═════ Excerpted text ═════
The how-to-videos teach you how to connect to data in Excel and CSV formats, Google Sheets, Web Data Connectors, spatial files (for maps), and PDFs. They will teach you how to work with the data and prepare it by cleaning, structuring, pivoting, and merging. You will learn to understand the logic of charts, how to create them, and how to use the “Show Me” feature in Tableau. You will learn how to create and format dashboards and stories. Finally, you will learn how to make visualizations for multiple devices and for sharing on the web.

5.9.2 Do It Yourself

5.9.2.1 Assignment 1: Introduction to Tableau

Go to https://public.tableau.com/en-us/s/resources and watch the first video, entitled “Tableau Public Overview.” Follow the instructions and apply them Tableau Desktop. There’s no need to create a Tableau Public account and upload your file. Insert the two required screenshots below and submit this answer sheet and your saved Tableau file (yourname.twb) to your instructor. Use a different color or format than the one in the video demo.

  1. 1.

    Insert a screenshot of the map of Europe showing the CO2 emission per capita (Hint: use these buttons: ).

  2. 2.

    Insert a screenshot of your dashboard (two charts) showing Canada’s emission trend. (Hint: click on Canada on the map.)

5.9.2.2 Assignment 2: Data Manipulation and Basic Charts with Tableau

Go to https://public.tableau.com/en-us/s/resources and watch videos 7–12 inclusive. Follow the instructions and apply them in Tableau Desktop. Insert the required screenshots below and describe in a couple of sentences what you learned from each video. Use a different color or format than the video demo. Submit this answer sheet and your saved Tableau file (yourname.twb) to your instructor.

  1. 1.

    Insert a screenshot and summary from video #7: Data Preparation—The Data Interpreter.

  2. 2.

    Insert a screenshot and summary from video #8: Data Preparation—Pivoting your Data.

  3. 3.

    Insert a screenshot and summary from video #9: Data Preparation—Splitting your Data.

  4. 4.

    Insert a screenshot and summary from video #10: Data Preparation—Joins and Unions.

  5. 5.

    Insert a screenshot and summary from video #11: Creating Your First Chart.

  6. 6.

    Insert a screenshot and summary from video #12: Using the Show Me Tool Bar.
═════ Supplied entries ═════
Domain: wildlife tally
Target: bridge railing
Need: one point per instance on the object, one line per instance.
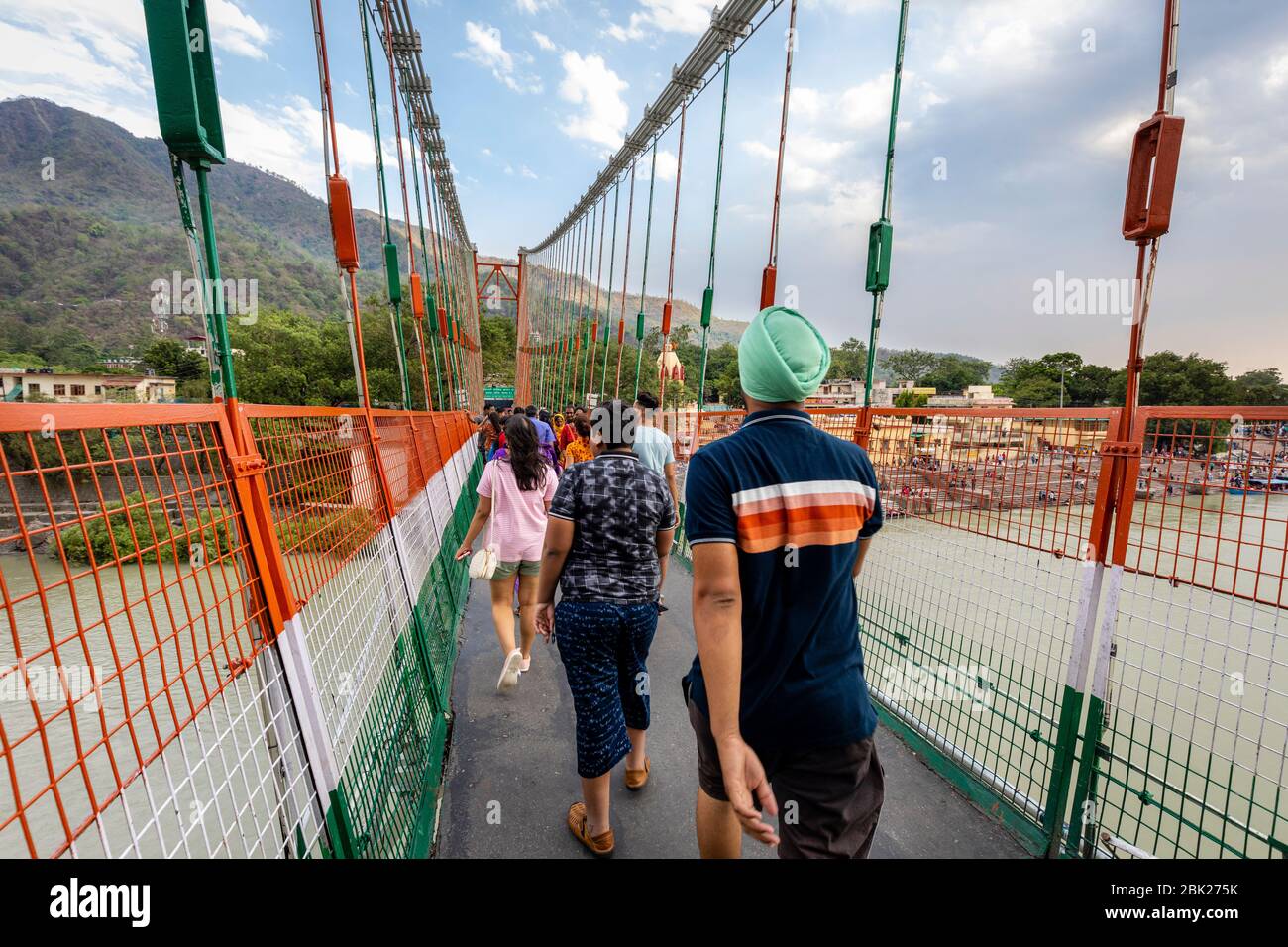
═════
═════ Supplied entries ═════
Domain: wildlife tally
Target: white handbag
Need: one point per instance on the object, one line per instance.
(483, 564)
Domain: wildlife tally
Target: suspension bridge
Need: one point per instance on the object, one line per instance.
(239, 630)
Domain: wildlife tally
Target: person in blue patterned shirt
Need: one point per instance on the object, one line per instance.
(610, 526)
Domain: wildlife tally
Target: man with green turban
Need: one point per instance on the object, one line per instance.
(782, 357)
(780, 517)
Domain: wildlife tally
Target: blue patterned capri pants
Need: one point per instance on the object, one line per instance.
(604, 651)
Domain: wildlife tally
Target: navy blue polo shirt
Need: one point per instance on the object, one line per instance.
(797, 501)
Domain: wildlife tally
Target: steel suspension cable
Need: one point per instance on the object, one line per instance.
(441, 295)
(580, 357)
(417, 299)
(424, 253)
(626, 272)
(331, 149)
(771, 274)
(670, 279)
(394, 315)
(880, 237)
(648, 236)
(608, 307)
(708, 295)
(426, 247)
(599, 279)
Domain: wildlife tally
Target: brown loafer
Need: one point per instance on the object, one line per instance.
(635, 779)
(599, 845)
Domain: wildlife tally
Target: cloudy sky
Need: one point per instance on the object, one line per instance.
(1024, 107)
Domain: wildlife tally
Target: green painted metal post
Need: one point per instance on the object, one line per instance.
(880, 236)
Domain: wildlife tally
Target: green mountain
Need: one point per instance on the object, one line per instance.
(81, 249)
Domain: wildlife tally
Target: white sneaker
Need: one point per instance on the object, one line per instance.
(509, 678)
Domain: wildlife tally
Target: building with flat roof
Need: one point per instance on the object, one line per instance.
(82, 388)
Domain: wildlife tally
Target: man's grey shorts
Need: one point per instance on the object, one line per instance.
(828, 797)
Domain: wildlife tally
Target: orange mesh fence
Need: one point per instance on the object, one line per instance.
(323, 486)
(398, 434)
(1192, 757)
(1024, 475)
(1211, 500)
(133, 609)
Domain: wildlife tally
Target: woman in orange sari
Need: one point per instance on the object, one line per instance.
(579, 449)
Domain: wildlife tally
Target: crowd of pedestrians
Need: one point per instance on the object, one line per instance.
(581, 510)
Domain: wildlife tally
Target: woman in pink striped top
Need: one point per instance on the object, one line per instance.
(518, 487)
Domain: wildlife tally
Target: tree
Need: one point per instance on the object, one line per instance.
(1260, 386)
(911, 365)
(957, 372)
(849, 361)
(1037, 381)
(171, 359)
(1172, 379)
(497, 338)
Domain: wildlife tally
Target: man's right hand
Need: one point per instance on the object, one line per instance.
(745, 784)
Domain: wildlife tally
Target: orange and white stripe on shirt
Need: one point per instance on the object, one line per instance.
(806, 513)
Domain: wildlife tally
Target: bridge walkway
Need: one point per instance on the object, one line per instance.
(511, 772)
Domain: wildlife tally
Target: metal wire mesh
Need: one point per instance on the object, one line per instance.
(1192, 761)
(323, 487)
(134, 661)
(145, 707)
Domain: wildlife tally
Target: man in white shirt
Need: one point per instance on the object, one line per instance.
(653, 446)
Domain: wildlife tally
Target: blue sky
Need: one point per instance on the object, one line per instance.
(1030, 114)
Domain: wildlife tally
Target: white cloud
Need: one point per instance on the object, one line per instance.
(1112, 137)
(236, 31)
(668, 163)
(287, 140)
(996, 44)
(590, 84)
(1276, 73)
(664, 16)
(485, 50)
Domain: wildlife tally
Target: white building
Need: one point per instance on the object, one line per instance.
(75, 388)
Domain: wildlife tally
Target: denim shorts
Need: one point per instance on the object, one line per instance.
═════
═════ Supplied entries ═════
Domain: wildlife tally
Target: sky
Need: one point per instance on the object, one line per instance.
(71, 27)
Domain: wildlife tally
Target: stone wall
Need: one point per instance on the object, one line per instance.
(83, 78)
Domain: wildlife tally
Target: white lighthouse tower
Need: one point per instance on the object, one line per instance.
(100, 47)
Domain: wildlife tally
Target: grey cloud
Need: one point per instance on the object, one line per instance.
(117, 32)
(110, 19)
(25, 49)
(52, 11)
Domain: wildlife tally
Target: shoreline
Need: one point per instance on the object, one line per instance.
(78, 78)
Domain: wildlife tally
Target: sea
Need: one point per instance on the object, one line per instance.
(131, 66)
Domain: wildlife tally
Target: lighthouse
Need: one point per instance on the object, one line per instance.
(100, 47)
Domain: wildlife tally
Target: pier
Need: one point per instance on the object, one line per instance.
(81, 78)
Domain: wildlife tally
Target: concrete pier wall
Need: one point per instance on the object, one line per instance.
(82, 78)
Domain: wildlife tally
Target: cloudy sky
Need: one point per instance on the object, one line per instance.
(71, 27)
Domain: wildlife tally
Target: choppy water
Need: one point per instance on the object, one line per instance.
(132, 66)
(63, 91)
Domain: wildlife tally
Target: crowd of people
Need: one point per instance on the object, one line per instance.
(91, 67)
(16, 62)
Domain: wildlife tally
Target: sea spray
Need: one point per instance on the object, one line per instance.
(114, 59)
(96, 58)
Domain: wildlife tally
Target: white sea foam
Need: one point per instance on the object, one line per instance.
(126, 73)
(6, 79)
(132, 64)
═════
### Task list
1 - From the Tableau excerpt, list the titles of all the videos named in Assignment 2, with their numbers.
2 - Carry the Tableau excerpt forward from its final line, keeping its style as course assignment instructions.
The listing was taken from a separate source and is unrelated to the Tableau excerpt.

### Answers below
1 -
- #7: Data Preparation—The Data Interpreter
- #8: Data Preparation—Pivoting your Data
- #9: Data Preparation—Splitting your Data
- #10: Data Preparation—Joins and Unions
- #11: Creating Your First Chart
- #12: Using the Show Me Tool Bar

2 -
5.9.3 Do More Yourself

5.9.3.1 Assignment 3: Charts and Dashboards with Tableau

Go to https://public.tableau.com/en-us/s/resources and watch videos 13–16 inclusive. Follow the instructions and apply them in Tableau Desktop. Insert the required screenshots below and describe in a couple of sentences what you learned from each video. Use a different color or format than the video demo. Submit this answer sheet and your saved Tableau file (yourname.twb) to your instructor.

  1. 1.

    Insert a screenshot and summary from video #13: Understanding the Logic of Charts.

  2. 2.

    Insert a screenshot and summary from video #14: Combining Sheets on a Dashboard.

  3. 3.

    Insert a screenshot and summary from video #15: Combining Sheets on a Dashboard.

  4. 4.

    Insert a screenshot and summary from video #16: Dashboard Formatting.

5.9.3.2 Assignment 4: Analytics with Tableau

Watch the four Tableau videos mentioned below and follow along with the provided workbook. For each video, you follow along with on your computer using Tableau, provide two screenshots showing that you did the work. Use a different color or format than the video demo. Submit this answer sheet to your instructor.

Note: the first time you access the videos, you may need to create a free online Tableau account if you do not have one.

  1. 1.

    Watch the Tableau Trend Lines video, follow along, and insert two screenshots below.

  2. 2.

    Watch the Tableau Reference Lines video, follow along, and insert two screenshots below.

  3. 3.

    Watch the Tableau Forecasting video, follow along, and insert two screenshots below.

  4. 4.

    Watch the Tableau Clustering video, follow along, and insert two screenshots below.